**Location labeling entries**.
■ ■ ■ ■ ■ ■ ■

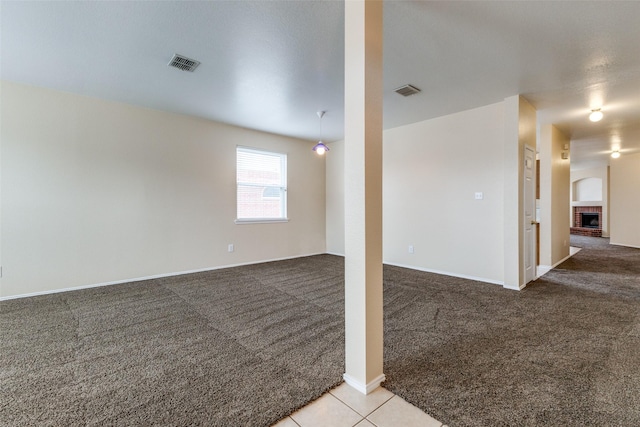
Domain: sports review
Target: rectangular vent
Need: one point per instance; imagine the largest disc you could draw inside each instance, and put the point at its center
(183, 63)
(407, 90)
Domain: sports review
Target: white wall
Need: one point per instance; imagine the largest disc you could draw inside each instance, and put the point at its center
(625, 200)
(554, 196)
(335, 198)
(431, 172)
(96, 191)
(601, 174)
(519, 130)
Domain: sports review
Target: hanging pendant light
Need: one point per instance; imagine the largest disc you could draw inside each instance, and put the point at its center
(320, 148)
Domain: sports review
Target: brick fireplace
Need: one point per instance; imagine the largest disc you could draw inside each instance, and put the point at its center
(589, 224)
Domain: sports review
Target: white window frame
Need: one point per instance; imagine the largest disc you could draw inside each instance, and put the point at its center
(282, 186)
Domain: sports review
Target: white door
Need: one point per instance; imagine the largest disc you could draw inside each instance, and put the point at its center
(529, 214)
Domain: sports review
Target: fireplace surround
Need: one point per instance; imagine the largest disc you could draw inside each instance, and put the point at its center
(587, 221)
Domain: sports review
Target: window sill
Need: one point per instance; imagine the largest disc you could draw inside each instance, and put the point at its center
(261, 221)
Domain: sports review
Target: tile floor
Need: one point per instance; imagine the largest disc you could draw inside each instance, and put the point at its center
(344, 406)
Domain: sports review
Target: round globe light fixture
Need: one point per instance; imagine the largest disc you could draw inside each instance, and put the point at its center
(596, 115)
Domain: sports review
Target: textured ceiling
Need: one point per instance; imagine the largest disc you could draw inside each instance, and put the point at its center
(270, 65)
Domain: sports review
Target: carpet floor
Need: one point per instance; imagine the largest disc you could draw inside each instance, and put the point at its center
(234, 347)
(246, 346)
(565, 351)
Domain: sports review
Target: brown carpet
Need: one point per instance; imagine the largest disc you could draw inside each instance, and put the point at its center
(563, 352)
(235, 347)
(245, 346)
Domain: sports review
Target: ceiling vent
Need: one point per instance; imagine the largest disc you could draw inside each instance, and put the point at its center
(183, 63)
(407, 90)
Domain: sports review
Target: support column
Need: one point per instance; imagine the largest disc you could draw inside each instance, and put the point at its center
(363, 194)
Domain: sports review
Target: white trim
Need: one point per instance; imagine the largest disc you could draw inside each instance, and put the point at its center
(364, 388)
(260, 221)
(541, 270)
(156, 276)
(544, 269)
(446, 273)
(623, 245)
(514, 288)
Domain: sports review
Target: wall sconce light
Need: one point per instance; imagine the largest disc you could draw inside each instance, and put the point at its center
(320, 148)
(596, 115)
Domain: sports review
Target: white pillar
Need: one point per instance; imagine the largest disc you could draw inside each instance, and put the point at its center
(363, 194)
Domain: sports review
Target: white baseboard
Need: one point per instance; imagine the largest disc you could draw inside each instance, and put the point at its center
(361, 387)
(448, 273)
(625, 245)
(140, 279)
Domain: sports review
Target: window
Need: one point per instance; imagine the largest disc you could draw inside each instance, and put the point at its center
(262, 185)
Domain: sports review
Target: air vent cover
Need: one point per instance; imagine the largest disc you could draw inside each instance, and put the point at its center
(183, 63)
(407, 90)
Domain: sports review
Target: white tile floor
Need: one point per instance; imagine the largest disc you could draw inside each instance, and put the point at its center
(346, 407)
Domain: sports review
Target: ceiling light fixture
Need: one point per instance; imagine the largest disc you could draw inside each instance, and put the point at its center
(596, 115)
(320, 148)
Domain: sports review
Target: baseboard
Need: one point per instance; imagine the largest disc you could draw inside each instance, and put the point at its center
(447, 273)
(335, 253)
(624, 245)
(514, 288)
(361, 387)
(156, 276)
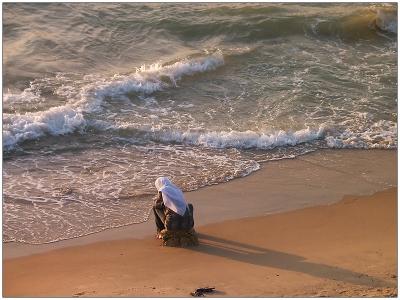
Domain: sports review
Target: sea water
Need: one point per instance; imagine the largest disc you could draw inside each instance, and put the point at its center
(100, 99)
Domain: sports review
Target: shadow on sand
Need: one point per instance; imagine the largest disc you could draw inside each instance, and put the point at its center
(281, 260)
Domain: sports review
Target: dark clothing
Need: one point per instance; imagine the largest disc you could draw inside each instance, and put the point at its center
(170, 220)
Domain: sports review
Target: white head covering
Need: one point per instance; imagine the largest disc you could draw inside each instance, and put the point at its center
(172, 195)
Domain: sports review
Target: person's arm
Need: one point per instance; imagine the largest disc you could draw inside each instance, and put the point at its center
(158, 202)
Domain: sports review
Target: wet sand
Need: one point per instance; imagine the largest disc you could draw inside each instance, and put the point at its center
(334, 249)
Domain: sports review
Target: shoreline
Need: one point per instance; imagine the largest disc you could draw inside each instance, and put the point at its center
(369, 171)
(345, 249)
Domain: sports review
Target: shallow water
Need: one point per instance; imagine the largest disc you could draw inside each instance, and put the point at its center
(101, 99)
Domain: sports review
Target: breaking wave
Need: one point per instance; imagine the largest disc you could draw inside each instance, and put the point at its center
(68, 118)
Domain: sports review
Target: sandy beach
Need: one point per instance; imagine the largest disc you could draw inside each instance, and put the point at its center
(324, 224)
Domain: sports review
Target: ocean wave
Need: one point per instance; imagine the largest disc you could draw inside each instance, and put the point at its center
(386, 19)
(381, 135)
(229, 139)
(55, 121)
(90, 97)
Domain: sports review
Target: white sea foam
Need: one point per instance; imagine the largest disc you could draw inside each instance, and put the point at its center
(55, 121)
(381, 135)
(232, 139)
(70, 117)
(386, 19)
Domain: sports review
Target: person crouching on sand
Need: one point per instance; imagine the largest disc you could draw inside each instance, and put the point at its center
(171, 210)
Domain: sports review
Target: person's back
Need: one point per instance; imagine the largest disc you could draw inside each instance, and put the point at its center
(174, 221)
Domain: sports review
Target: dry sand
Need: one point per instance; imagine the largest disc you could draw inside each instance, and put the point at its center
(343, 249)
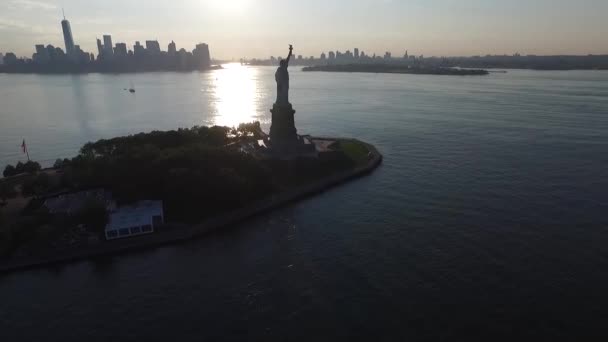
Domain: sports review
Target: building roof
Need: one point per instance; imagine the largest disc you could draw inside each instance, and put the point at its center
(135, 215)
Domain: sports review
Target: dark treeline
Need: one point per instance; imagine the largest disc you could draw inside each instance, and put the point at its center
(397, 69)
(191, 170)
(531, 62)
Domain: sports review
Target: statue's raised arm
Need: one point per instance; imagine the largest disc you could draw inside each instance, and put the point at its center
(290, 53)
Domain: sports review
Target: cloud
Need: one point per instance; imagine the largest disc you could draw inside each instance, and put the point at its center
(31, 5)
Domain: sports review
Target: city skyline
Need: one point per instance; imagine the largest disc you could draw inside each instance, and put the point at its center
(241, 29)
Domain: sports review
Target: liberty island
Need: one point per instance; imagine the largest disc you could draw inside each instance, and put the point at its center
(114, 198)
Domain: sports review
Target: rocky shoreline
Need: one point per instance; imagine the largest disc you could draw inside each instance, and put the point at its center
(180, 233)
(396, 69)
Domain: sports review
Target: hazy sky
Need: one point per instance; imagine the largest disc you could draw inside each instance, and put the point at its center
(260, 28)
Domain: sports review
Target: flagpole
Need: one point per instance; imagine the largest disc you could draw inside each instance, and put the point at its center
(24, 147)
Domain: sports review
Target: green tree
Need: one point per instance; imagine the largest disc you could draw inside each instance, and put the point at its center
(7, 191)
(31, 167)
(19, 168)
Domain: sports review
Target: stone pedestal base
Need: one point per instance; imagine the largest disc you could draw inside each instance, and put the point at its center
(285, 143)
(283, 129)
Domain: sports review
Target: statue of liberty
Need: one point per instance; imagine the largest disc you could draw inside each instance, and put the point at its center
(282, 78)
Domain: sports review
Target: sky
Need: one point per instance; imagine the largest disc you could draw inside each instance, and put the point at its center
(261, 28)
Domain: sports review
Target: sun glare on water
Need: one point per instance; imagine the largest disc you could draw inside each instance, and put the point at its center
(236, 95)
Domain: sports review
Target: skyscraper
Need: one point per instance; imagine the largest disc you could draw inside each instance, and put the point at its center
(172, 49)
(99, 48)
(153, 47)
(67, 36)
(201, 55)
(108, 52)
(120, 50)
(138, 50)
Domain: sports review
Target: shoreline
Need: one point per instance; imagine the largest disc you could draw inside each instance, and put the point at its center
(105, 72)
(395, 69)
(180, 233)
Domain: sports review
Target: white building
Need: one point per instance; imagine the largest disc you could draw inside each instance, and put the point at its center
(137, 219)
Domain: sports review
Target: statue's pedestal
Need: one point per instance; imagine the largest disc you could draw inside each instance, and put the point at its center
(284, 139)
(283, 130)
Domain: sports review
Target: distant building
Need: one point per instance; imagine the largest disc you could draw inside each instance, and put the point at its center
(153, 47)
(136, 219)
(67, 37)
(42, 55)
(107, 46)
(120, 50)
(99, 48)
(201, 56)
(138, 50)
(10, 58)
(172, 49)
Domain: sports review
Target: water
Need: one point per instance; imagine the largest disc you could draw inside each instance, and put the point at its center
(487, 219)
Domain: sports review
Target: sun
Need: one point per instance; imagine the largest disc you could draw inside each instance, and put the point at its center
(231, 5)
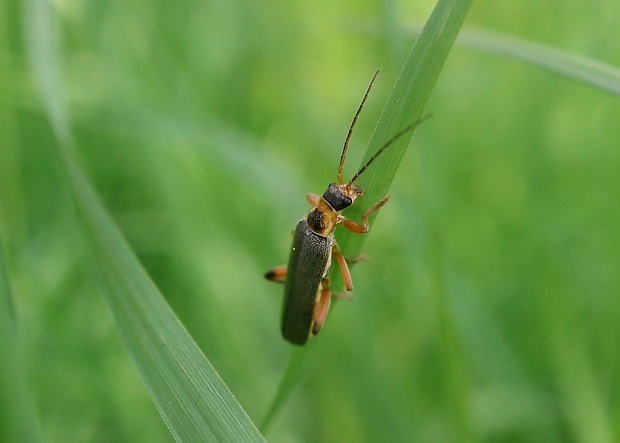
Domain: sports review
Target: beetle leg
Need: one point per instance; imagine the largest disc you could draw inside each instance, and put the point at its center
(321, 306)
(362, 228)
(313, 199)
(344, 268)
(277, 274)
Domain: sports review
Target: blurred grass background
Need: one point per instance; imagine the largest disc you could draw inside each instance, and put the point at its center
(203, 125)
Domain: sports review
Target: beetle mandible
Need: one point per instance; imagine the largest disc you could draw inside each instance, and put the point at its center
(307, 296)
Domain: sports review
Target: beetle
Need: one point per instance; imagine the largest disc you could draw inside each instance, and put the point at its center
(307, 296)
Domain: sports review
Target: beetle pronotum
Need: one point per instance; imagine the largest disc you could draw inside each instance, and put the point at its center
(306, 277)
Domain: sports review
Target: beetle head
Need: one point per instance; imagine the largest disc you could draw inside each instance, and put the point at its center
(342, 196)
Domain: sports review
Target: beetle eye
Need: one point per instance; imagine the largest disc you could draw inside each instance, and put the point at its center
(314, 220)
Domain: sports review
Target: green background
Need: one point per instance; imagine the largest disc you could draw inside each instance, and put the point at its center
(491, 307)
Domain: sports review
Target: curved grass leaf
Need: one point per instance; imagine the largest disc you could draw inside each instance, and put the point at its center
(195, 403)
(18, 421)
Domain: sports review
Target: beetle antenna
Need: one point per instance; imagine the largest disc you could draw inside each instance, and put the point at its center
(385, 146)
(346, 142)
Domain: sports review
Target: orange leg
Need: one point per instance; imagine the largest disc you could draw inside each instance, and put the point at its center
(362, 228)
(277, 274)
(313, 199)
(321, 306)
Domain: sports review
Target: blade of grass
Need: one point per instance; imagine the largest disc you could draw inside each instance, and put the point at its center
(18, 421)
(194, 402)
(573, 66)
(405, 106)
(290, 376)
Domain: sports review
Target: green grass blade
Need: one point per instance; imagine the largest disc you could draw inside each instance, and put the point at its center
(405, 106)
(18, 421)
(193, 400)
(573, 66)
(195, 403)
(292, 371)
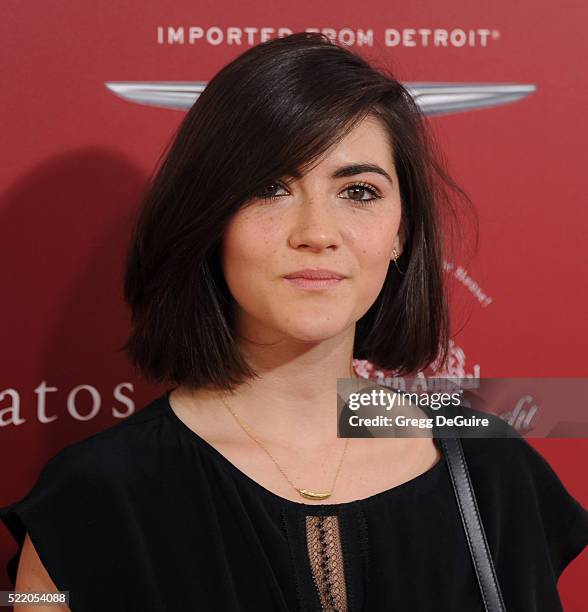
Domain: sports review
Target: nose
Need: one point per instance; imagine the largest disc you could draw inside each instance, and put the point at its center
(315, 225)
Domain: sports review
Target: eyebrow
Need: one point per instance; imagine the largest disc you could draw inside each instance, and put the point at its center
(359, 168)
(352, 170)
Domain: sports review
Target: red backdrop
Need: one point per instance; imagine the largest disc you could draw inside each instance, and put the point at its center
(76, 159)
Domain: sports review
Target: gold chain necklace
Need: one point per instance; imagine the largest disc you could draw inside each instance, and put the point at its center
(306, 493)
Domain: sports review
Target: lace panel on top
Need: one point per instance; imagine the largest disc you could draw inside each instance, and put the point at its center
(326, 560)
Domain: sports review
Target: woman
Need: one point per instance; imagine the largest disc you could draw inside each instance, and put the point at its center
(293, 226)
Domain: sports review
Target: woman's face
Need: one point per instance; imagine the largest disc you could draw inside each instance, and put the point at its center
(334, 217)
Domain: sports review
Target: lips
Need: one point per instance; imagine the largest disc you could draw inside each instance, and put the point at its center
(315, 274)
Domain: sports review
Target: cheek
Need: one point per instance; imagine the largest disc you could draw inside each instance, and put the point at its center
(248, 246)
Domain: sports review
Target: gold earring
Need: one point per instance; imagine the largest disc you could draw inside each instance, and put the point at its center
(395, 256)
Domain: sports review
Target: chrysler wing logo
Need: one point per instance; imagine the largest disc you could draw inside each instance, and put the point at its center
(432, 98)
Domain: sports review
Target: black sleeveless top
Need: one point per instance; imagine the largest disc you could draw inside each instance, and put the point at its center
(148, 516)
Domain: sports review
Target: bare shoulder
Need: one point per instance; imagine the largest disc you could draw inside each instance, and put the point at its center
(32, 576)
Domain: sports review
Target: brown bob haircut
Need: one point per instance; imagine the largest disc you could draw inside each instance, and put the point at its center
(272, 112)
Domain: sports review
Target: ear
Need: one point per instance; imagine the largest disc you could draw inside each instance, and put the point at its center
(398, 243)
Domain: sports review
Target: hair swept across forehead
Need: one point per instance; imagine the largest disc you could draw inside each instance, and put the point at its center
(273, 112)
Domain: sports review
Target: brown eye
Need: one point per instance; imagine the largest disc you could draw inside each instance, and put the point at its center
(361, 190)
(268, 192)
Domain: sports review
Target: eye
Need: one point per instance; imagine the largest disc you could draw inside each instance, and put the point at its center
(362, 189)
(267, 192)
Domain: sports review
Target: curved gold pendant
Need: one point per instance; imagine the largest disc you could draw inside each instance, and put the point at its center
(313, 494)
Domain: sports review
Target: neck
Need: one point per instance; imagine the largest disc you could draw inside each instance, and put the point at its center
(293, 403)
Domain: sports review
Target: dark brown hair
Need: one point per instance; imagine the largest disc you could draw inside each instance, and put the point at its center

■ ■ ■ ■ ■ ■ ■

**JOB**. Show every line of the entries above that contains the string "tile", treating case as significant.

**ANSWER TO THE PROBLEM**.
Target: tile floor
Target: white tile floor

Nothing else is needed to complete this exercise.